# PROBLEMS TO SOLVE:
1 – Rewrite the paragraph of the project description below that begins "From the 1970s onwards" as a short bulleted list that keeps its main facts.
2 – Answer these questions from the project description below:
(a) What is the DFG project number?
(b) Which years does the study of the laboratory cover?
(c) Which model organism did the research group prefer?
3 – The project description below names what the concurrence of competition and cooperation acted toward shaping. List all of these.

# PAGE EXCERPT:
[Start of Attachment]
Postal address: Historisches Seminar der LMU, Abteilung für Wissenschaftsgeschichte, Geschwister-Scholl-Platz 1, 80539 München
Visiting address: Deutsches Museum, Bibliotheksbau Raum 1227, Museumsinsel 1, 80538 München

Phone: +49 (0) 89 / 2180-73935

Research Interests

  • Cooperation and Competition in the History of 20th Century Life Sciences
  • History of the Human Genome Project

DFG-Subproject "Cooperative Competition in Big Biology: The Beginnings of the Human Genome Project in the Laboratory"

Head of Project: Prof. Kärin Nickelsen, DFG Project Number 316001474

From the 1970s onwards, the life sciences have taken over the role of a leading science due to innovative technologies such as recombinant DNA and high throughput methods. Their dynamic is characterized both by a high level of competitiveness and by increasingly collaborative schemes of organisation. This development was intricately entangled with the rise of biotechnology. The Human Genome Project (HGP; ca. 1990-2003) stands as a paradigm for these developments. The HGP profoundly transformed the practices, research questions and methodologies of the life sciences. It was set up as an internationally coordinated association of independent laboratories in pursuit of one joint objective: to map and to sequence the human genome.

This project investigates how practices and conventions of cooperation were negotiated and implemented within and between participating (and thus effectively competing) laboratories during the 1980s and 1990s. Thus, the project focuses on a historical laboratory study of the research group of John E. Sulston (Cambridge, UK), which became a major player from the start, as their preferred model organism, the nematode C. elegans, had been selected for the pilot project of the HGP. Looking at the years 1985-1995, this laboratory and its embeddedness in the HGP network serves as a case for investigating how the concurrence of competition and cooperation acted towards shaping practices, methodologies and research questions, as well as the researchers’ self-descriptions and identities.
[End of Attachment]
# EXCERPTED DATA:
[Start of Attachment]
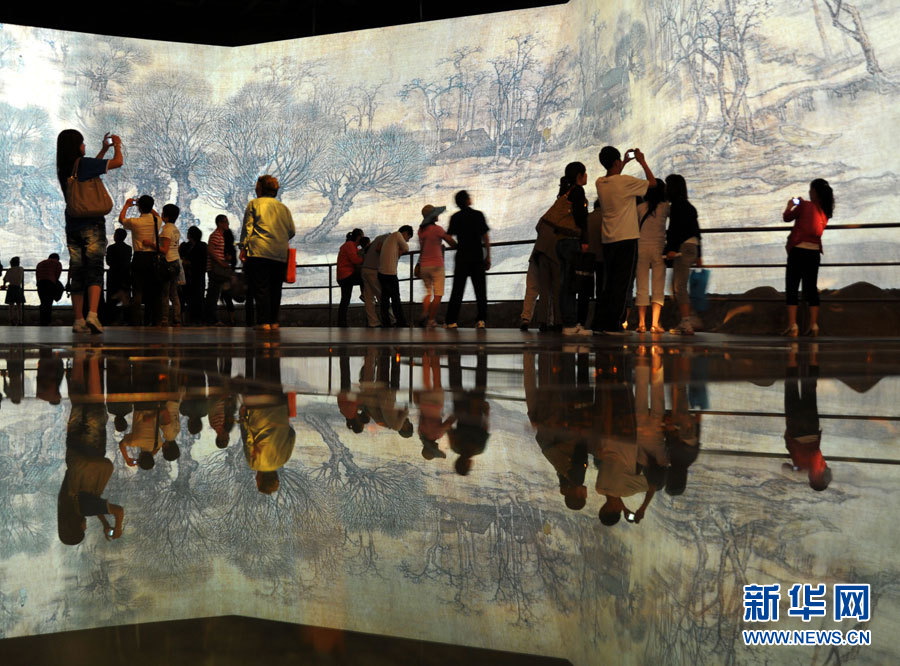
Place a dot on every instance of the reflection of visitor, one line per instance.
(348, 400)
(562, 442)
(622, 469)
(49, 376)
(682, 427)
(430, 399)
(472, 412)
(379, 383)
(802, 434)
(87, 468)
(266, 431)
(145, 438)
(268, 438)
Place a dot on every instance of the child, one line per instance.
[End of Attachment]
# COMPLETED EXERCISE:
1 –
- From the 1970s onwards, the life sciences became a leading science because of innovative technologies such as recombinant DNA and high throughput methods.
- Their dynamic combines strong competitiveness with increasingly collaborative forms of organisation.
- This development was closely entangled with the rise of biotechnology.
- The Human Genome Project (HGP; ca. 1990-2003) is a paradigm for these developments.
- The HGP profoundly transformed the practices, research questions and methodologies of the life sciences.
- It was an internationally coordinated association of independent laboratories with one joint objective: to map and sequence the human genome.

2 –
(a) 316001474
(b) 1985-1995
(c) The nematode C. elegans

3 –
- Practices
- Methodologies
- Research questions
- The researchers' self-descriptions
- The researchers' identities